* [Selected passage]

To account for the latest developments in the field of AI, I hereby suggest amending Brandolini’s law with:
Yayanini’s law:
Proving that a text is AI-generated is not just harder than generating it – it’s orders of magnitude harder.
Thus, it is paramount that the teacher-side effort to detect and penalize AI content remains tightly contained, lest the effort required becomes unsustainable, the probability of getting caught and penalized plummets, and civilization collapses.
Good news, for once: even taking this into account, the proposed first rule still holds up from a game-theoretic perspective.
To recap: the proposed class policy acts as a strong deterrent against AI use by making it unattractive from a risk-reward analysis (significant risk of getting caught, high cost to pay if so). This results in students hopefully doing homework the good old-fashioned way, namely, using their brain. Consequently, students learn more: $L \nearrow$. And, should the need arise, identifying a single piece of evidence of AI use should remain manageable from a teacher’s effort perspective. Consequently, $E \leq E_{max}$.
Therefore, this seems to be aligned with both components of the GOAL.
Now, this begs the question: did I really need to write all this simply to justify why I have a strict no-AI rule in my class?
Well, first, very few of the solutions that I have seen proposed actually manage to handle both the $L$ and the $E$ components of the GOAL. So getting there wasn’t that straightforward. But as it turns out, there’s still an insidious problem left. So this essay is not entirely finished yet. Sorry.
Dura lex sed lex, but sadly not really
As the person in command, the teacher is themself subject to a different first rule:
First rule of command:
Never give an order you know won’t be obeyed.
Or, to be more specific to our setting: never make a threat you can’t follow through on.
Here’s the thing: I can promise you from experience that whatever your initial warnings and however harsh the promised sanctions, at least some students will think they are smart enough to cheat and get away with it.
So, in theory, the previous rule deters students from using AI; in practice, some of them will still try their luck. And we’re now forced to consider a scenario that wasn’t even supposed to happen!
What went wrong with our model?
We made sure that the expected cost of cheating is higher than the cost of being honest. Are cheating students irrational? Was our GASP hypothesis wrong?
Well, respectively: 1. not necessarily (although I do wonder sometimes), and 2. certainly not.
In short: there is an actual probability of getting caught when cheating. And there is a perceived probability, which may differ. If the perceived probability is erroneously estimated to be lower than the actual probability, cheating might still look like the rational choice.
As it turns out, people in general are pretty bad at estimating probabilities (a post about that should be coming soon). And I’ve been told that students are supposedly people.

* [Aim of the exercise] Turn the paragraph of the passage that starts "In short: there is an actual probability" into a short bulleted list that keeps its main points. The records have nothing to do with this.

* [Recorded data]
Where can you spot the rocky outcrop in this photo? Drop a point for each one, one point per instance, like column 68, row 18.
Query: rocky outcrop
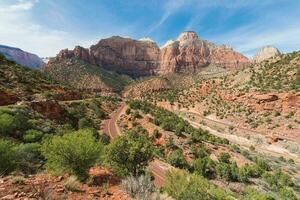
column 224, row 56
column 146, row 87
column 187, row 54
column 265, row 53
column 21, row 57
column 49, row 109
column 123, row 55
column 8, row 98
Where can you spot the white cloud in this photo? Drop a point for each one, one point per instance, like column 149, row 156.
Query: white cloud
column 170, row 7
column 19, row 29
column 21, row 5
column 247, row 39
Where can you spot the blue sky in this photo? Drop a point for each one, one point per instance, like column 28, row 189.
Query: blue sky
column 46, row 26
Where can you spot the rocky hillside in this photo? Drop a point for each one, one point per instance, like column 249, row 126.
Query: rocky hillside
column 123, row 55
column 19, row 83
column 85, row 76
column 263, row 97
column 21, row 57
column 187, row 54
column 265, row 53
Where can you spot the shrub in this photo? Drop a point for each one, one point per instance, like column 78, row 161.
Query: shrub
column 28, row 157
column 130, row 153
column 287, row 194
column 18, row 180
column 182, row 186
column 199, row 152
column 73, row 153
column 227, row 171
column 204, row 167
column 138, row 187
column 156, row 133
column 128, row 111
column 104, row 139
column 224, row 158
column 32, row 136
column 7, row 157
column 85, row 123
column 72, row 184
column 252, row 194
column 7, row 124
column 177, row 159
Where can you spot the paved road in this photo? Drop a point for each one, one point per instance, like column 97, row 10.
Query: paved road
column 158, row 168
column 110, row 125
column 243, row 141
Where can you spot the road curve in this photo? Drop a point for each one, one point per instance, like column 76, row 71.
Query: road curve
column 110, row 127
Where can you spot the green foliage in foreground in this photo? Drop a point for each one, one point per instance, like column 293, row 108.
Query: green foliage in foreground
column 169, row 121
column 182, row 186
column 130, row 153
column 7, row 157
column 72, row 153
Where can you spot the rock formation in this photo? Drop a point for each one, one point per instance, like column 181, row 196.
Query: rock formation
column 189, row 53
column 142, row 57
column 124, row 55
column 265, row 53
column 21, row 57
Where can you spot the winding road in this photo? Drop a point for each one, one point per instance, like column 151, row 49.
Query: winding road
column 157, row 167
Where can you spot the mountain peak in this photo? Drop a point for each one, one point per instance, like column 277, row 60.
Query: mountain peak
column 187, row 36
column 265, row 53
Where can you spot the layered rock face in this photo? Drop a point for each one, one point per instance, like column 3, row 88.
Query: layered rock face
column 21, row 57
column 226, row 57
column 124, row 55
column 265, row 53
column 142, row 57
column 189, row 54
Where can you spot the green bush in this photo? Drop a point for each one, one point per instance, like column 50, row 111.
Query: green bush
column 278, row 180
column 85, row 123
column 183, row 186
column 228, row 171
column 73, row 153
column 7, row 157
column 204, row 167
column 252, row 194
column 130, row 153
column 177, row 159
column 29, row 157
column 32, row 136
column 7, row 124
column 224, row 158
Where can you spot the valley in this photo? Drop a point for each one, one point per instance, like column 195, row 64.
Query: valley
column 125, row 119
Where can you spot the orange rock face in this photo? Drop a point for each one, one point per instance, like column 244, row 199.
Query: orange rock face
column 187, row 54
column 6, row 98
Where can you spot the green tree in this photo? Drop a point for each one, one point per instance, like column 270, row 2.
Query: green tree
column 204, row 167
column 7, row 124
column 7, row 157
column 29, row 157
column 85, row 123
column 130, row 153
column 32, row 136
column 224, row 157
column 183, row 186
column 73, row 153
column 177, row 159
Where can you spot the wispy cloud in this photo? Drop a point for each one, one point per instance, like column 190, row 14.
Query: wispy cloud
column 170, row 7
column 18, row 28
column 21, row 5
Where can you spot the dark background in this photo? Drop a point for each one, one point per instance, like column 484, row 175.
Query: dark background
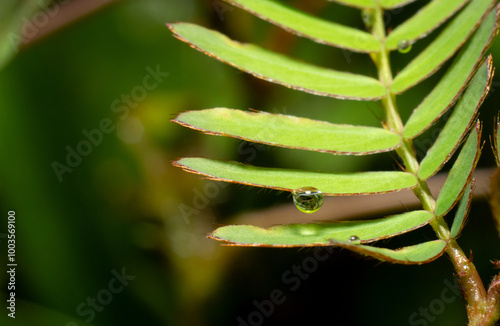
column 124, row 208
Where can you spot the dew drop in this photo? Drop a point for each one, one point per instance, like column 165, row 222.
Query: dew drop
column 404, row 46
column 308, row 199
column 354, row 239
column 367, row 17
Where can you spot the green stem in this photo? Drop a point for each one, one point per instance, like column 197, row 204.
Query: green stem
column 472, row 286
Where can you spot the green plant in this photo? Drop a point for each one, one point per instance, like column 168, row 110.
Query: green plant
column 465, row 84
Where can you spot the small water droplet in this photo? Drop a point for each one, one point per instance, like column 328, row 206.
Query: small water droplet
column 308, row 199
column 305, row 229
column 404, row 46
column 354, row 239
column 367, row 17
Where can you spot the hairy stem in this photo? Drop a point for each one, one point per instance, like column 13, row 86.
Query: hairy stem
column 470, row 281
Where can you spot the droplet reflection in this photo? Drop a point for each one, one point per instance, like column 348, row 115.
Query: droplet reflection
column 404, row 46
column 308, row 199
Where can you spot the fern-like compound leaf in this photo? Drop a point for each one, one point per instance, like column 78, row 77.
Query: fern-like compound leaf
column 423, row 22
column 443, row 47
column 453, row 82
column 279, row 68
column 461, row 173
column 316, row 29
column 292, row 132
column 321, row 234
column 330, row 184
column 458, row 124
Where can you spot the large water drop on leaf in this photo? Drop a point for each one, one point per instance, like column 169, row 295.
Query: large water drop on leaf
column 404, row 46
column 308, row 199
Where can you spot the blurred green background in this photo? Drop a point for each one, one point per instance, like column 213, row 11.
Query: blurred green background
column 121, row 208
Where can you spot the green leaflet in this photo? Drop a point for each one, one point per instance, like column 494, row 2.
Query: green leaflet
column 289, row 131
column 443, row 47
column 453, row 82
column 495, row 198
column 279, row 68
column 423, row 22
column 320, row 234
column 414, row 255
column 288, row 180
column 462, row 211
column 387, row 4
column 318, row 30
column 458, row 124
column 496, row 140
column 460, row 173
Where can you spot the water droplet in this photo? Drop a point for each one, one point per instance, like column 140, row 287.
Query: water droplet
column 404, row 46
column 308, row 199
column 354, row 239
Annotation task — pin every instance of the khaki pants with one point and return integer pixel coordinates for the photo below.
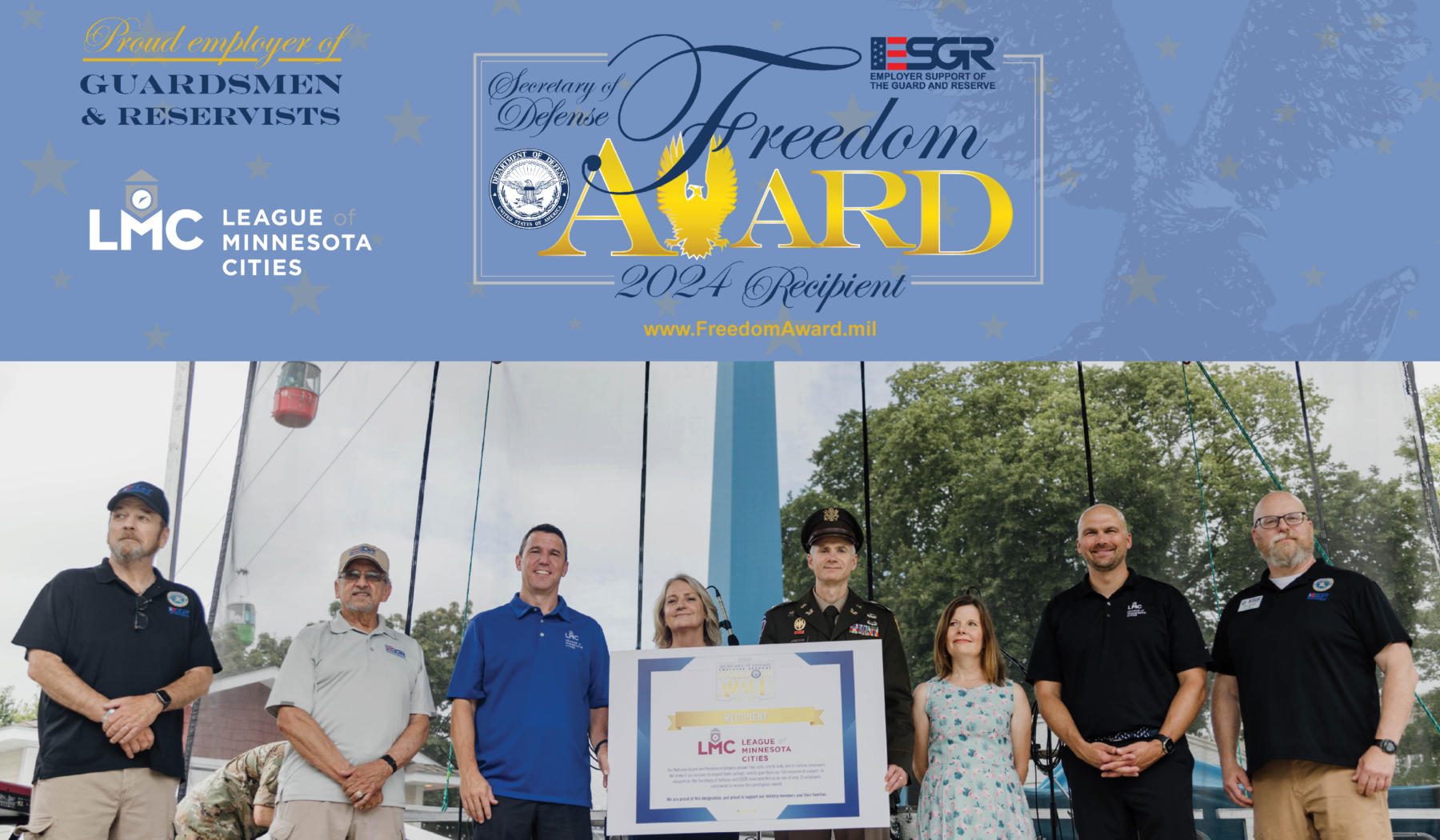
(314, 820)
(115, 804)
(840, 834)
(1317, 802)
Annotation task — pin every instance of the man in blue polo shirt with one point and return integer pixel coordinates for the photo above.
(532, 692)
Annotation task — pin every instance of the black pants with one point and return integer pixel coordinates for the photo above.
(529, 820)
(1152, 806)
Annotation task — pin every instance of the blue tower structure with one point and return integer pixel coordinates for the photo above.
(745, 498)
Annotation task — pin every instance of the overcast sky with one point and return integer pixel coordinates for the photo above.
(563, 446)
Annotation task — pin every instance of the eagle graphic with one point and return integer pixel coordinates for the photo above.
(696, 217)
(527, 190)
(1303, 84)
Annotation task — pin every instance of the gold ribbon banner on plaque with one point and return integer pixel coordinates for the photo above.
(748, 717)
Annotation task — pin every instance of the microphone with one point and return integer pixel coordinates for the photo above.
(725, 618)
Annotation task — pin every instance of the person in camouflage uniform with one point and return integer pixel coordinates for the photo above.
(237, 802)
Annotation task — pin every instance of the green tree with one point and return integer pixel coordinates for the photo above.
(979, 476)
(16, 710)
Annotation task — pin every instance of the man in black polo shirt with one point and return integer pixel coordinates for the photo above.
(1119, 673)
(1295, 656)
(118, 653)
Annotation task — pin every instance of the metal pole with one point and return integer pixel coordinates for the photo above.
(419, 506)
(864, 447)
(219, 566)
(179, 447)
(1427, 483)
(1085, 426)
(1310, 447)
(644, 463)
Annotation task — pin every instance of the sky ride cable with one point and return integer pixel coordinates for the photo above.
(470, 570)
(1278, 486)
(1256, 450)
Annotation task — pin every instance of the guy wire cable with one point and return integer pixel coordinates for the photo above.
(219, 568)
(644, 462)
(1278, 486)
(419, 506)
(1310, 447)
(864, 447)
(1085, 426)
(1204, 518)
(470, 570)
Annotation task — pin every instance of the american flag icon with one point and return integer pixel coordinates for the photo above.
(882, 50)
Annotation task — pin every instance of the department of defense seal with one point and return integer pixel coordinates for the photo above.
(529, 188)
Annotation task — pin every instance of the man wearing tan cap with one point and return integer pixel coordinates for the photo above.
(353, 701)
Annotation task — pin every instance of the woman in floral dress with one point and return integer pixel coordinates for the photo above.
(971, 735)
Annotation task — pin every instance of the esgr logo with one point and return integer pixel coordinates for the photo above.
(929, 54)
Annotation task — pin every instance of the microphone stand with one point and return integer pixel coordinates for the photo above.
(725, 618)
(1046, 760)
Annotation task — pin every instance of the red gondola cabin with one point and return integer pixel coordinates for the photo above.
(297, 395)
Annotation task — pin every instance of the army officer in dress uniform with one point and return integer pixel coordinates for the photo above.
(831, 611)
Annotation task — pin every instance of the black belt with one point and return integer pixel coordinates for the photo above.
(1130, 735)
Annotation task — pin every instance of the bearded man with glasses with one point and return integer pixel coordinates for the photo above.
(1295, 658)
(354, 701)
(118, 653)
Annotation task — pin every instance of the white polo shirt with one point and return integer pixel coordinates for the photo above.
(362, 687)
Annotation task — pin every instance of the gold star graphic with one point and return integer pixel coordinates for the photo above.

--

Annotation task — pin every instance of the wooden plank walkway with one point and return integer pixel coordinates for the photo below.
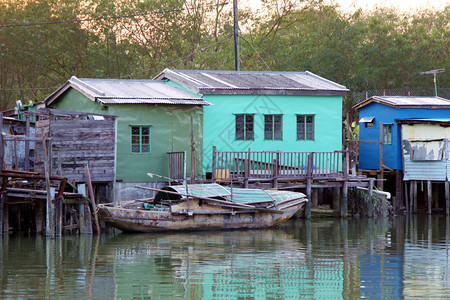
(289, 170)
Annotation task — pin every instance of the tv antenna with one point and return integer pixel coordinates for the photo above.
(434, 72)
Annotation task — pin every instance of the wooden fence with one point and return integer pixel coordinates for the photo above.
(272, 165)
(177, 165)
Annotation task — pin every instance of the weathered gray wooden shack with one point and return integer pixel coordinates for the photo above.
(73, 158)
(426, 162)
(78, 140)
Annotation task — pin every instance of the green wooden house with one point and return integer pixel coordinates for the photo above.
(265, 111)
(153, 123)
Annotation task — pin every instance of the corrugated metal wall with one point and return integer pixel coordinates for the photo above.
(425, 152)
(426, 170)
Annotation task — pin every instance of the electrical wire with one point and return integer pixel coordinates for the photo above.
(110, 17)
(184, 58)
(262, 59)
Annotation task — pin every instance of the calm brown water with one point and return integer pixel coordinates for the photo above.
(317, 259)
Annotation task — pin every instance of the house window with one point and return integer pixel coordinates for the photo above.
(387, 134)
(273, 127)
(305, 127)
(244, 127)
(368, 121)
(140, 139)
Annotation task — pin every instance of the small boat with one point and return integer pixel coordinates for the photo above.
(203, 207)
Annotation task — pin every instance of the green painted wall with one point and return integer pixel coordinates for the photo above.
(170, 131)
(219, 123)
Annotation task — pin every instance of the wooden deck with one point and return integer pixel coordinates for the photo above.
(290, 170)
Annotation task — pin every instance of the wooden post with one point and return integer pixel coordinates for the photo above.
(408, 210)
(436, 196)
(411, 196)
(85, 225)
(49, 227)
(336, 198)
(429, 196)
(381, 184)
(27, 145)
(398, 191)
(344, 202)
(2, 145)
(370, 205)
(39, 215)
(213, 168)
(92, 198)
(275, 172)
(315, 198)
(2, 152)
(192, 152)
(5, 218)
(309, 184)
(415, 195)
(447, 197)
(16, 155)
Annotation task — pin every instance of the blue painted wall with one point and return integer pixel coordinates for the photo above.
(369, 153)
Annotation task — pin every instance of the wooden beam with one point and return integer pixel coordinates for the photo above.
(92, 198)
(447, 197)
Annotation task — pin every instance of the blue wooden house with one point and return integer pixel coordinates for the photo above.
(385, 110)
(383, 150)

* [Exercise solution]
- Cheating comes with a real chance of getting caught.
- There is also a perceived chance of getting caught, which may not match the real one.
- If that perceived chance is wrongly judged to be lower than the real one, cheating may still look like the rational choice.